> [Stated exercise] List the usernames of all the members who posted in the forum thread about the snail, naming each one once.
##### Excerpt #####
# My kid brought home a snail ...



## Pamela (Apr 21, 2010)

...but it was of the aquatic variety so he got to keep it. The snail had been living in my sons grade 1 classroom with a betta in a very small tank. The betta wouldn't stop picking on the snail so my son volunteered to bring it home to one of my tanks. It's a Golden Apple Snail ... of course my son named it Goldie. He's currently living by himself in a 3.5 gallon tank. He's kind of cute in his own snaily way! Here's a couple pics I took last night.:




























My cat wanted me to take a photo of him with the snail


----------



## Claudia (Apr 21, 2010)

Nice of him to volunteer, u got another animal lover in the house so get ready for more tanks  Love the kitty pic with the snail


----------



## Pamela (Apr 21, 2010)

Claudia said:


> Nice of him to volunteer, u got another animal lover in the house so get ready for more tanks  Love the kitty pic with the snail


Yes, he's already planning what types of animals he's going to get when he's older ! The cat is always lurking around my tanks ...drinking out of them & occasionally dipping his paw in if he thinks he might be able to catch a fish, luckily for me & my fish he hasn't caught any yet


----------



## Fish rookie (May 21, 2012)

We had 2 apple snails before. We used to keep them in a bowl then we bought a 10 gallon and thought that was a really big tank. LOL.
The 2 snails laid lots of eggs and became very big. We ended up bringing them back to IPU. 
This brings back some fond memories.
Love your snail tank set up by the way.


----------



## SpeedFactor (Dec 1, 2011)

That's one lucky snail!


----------
##### Listed entries #####
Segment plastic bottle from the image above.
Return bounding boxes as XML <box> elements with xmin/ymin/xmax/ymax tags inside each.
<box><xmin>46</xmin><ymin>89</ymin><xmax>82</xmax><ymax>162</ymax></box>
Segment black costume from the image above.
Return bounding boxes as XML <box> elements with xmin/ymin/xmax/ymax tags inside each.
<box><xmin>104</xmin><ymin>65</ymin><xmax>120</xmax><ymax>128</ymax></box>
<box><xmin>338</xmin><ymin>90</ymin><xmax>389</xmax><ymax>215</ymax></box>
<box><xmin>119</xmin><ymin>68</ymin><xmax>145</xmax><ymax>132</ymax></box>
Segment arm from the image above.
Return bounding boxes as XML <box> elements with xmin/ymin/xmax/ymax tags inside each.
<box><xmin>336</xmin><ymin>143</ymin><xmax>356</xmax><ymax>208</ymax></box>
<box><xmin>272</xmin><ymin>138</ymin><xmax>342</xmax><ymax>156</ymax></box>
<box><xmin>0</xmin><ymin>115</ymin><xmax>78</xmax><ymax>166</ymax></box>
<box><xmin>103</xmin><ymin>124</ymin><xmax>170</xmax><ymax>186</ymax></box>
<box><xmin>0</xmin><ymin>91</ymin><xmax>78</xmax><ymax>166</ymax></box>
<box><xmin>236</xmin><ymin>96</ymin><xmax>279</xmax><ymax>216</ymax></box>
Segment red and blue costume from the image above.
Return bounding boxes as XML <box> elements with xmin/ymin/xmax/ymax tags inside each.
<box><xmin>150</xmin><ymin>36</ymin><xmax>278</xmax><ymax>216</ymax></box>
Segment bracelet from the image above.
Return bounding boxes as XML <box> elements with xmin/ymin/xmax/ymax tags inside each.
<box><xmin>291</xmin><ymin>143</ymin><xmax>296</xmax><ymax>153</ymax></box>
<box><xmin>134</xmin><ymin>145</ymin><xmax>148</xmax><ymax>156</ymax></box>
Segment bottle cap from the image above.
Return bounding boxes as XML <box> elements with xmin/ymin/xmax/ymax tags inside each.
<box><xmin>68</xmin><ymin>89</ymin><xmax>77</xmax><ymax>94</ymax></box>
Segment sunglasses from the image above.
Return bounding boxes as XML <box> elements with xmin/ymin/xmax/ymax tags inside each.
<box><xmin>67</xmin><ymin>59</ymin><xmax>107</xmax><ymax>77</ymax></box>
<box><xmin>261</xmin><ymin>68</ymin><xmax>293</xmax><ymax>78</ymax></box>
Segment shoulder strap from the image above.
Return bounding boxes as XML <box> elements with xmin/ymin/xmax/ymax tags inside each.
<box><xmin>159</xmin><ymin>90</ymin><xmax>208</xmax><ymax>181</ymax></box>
#####
> [Output for this task] Pamela, Claudia, Fish rookie, SpeedFactor